Created on 2017-05-05 06:50
Published on 2017-05-05 08:38
Published on May 5th, 2017
Debunking false myths is an interesting activity but not easy at all.
We are surrounded by false convictions and so much addicted to them.
One of these false convictions is that the creativity is for geniuses. A special talent that few have and which the most characteristic sign is the extraordinary. Arts, invention and science are polluted by great minds that do something exceptional. That is it, that's all.
Hunting wild fast animals are energy and time consuming activity. Making and displacing traps, less. In a lucky day enough to find more entrapped animals than immediate food necessity, deciding to kept one alive for later. Then breeding the animal and realise that could be mated to have more of them. Making sort of selection to improve their useful characteristics along generations. Using the derivatives to produce utensils and others goods.
A long list of challenges for which each step forward requires a creativity fiat: something that there was not here before.

**Written request A:**
Gather every line of the records that contains the word "jersey".

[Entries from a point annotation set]
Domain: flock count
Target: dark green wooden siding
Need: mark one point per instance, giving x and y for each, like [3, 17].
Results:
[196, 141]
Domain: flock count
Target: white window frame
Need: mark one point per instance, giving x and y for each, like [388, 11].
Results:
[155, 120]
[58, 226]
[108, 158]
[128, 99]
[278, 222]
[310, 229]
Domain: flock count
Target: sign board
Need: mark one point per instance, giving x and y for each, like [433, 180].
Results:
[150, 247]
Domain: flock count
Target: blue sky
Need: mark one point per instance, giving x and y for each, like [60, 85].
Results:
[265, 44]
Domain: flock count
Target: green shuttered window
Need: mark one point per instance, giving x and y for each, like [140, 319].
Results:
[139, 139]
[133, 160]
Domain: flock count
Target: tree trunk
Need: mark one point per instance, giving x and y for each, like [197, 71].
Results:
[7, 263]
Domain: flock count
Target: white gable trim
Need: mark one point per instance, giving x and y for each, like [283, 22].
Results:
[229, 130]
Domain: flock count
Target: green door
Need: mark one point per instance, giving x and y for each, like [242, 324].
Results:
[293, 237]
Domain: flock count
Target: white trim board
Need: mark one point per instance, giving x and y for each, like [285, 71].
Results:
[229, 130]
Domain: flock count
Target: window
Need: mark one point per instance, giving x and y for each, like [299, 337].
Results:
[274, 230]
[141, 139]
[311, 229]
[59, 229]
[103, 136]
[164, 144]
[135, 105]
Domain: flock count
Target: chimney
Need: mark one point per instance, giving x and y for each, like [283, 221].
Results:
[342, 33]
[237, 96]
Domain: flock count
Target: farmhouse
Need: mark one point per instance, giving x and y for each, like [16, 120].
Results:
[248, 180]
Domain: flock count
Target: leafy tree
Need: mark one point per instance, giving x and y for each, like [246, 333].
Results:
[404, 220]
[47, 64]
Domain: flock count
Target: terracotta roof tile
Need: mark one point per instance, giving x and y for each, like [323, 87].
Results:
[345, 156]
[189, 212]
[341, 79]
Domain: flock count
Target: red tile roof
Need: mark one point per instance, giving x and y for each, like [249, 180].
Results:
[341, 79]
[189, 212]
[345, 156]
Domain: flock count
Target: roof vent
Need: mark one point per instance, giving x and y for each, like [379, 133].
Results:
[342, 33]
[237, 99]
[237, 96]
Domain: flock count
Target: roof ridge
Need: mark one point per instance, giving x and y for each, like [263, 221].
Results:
...
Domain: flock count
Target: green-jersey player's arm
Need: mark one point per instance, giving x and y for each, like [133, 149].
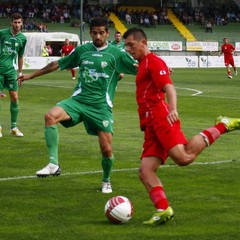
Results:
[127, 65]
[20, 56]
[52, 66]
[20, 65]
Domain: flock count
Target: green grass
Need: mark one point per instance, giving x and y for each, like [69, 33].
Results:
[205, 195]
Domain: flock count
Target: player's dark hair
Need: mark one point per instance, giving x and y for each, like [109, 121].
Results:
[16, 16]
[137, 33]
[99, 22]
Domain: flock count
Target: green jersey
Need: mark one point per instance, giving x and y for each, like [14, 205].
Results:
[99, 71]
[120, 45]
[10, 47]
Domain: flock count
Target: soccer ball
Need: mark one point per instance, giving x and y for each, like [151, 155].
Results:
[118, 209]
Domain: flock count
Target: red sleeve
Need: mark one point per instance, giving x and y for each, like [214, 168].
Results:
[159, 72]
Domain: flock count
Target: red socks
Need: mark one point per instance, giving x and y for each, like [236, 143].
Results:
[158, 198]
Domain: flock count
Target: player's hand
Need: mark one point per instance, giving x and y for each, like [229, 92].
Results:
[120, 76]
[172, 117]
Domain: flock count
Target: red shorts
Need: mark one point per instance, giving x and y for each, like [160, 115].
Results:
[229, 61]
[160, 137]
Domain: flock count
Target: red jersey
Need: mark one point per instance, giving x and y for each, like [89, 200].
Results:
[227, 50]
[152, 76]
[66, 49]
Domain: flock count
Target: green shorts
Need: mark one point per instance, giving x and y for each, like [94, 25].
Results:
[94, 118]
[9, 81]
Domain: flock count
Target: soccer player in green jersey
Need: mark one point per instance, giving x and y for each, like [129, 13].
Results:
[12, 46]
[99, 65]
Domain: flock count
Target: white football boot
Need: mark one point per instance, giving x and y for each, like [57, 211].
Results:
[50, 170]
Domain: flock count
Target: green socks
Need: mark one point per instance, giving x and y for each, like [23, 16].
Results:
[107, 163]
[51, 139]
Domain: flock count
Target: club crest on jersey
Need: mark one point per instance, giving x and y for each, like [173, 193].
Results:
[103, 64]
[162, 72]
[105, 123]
==
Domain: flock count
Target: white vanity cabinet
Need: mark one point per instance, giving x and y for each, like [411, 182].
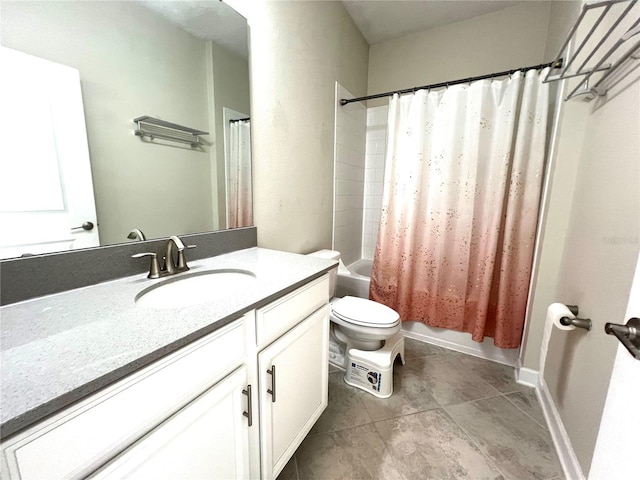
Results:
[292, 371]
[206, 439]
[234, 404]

**Written request B:**
Rewrite the stretch of the text on creativity from "Created on 2017-05-05" through "easy at all.", changing "myths" to "legends".

**Task answer A:**
Target: green-jersey player's arm
Target: green jersey
Target: red jersey
Target: soccer player in green jersey
Target: club crest on jersey

**Task answer B:**
Created on 2017-05-05 06:50
Published on 2017-05-05 08:38
Published on May 5th, 2017
Debunking false legends is an interesting activity but not easy at all.